Exercise goal
Which lines of the records below contain the word "background"? Report each of them in full.

Supplied information
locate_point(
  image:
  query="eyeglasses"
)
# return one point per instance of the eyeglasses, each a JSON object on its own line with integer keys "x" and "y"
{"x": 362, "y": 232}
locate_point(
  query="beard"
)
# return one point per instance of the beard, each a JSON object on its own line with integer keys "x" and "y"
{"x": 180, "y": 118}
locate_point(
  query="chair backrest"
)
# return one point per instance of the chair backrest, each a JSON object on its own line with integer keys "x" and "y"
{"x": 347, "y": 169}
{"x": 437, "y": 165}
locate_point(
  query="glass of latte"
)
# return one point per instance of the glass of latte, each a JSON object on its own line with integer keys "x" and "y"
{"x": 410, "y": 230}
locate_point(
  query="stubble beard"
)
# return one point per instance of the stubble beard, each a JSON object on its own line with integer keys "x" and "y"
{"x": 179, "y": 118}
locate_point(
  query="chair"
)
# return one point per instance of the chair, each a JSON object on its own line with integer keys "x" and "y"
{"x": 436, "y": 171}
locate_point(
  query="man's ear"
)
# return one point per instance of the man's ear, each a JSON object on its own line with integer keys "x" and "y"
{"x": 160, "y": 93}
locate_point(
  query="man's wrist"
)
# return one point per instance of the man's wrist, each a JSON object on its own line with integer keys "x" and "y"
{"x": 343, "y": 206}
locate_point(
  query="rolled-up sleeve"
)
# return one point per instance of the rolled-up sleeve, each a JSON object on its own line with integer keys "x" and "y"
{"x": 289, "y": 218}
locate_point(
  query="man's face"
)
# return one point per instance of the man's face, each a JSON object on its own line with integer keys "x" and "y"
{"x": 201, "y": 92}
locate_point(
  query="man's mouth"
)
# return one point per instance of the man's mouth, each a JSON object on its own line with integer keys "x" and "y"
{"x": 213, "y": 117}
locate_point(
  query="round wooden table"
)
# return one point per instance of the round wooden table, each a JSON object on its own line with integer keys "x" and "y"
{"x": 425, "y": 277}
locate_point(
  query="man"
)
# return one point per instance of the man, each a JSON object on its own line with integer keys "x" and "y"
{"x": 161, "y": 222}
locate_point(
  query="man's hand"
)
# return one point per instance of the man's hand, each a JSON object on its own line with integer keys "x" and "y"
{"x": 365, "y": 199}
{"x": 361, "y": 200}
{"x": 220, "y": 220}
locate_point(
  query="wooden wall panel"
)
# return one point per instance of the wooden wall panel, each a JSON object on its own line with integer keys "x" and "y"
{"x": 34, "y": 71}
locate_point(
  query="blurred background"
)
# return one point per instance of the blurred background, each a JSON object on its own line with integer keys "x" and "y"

Answer to the exercise
  query="blurred background"
# return one point per instance of the blurred background, each a JSON object on its own line with integer keys "x" and "y"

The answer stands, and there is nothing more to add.